Extracted records
*** Block opens ***

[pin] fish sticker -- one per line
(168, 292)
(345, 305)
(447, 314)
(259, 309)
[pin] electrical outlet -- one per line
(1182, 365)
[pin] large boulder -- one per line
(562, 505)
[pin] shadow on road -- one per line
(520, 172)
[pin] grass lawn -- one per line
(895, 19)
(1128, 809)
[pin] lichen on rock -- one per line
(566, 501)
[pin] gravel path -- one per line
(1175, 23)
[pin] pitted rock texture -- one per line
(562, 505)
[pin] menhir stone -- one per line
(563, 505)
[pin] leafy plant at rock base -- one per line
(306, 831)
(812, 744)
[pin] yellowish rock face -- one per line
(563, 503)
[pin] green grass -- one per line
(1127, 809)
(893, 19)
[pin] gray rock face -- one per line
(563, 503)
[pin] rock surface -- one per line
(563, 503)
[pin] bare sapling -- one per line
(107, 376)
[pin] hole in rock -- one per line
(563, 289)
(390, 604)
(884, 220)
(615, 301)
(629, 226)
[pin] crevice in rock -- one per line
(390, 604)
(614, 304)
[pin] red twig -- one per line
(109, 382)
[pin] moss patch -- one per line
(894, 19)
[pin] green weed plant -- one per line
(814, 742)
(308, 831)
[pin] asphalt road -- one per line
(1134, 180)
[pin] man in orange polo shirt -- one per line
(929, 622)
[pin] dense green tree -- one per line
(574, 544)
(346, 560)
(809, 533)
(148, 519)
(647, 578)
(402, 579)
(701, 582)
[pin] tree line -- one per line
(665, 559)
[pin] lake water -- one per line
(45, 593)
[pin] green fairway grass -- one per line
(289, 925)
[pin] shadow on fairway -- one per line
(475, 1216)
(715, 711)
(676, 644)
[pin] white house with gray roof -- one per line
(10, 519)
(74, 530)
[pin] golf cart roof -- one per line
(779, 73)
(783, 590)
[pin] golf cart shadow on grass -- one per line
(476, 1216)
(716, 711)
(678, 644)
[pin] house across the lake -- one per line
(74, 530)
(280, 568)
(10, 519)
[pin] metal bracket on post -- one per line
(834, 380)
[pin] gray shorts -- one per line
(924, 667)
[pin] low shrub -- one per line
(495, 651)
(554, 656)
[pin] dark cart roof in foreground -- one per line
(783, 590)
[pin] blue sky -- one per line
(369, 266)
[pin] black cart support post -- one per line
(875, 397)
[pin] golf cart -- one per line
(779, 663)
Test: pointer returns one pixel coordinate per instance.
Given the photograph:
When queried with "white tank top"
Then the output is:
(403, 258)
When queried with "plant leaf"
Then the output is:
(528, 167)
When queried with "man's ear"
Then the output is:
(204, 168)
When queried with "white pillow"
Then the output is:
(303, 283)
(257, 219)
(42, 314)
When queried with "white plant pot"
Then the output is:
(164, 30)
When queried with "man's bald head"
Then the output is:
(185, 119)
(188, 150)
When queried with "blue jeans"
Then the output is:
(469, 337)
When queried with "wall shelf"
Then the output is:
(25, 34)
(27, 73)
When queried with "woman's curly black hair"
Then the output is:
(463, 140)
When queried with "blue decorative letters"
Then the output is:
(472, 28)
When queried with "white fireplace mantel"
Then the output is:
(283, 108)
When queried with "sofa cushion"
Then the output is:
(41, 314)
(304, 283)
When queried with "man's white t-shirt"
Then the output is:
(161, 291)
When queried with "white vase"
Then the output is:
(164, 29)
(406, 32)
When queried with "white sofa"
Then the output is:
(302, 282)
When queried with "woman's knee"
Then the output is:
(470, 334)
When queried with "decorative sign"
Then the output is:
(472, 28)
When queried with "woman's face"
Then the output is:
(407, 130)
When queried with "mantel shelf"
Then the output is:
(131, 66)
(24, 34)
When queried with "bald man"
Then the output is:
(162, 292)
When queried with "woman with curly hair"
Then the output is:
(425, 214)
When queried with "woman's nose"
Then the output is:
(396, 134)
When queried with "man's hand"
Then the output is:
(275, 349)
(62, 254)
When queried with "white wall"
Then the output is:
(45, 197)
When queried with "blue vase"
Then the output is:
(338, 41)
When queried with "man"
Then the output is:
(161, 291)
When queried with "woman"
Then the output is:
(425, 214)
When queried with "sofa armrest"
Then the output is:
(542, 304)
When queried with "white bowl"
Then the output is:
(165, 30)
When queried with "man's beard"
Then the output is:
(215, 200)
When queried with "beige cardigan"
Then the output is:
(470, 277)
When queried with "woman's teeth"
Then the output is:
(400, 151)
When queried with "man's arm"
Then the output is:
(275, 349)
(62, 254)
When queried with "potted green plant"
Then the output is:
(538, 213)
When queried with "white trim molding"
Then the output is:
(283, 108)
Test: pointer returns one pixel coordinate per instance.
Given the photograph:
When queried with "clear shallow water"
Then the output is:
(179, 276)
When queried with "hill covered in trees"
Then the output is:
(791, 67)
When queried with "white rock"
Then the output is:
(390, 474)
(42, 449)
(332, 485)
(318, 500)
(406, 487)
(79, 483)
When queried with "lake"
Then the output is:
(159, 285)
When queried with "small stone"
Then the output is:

*** Block closes ***

▶ TASK TO CARRY OUT:
Find the word "shelf" in the entries above and gather every line that holds it.

▶ OUTPUT OF THE TASK:
When queried with "wall shelf"
When queried with "mantel shelf"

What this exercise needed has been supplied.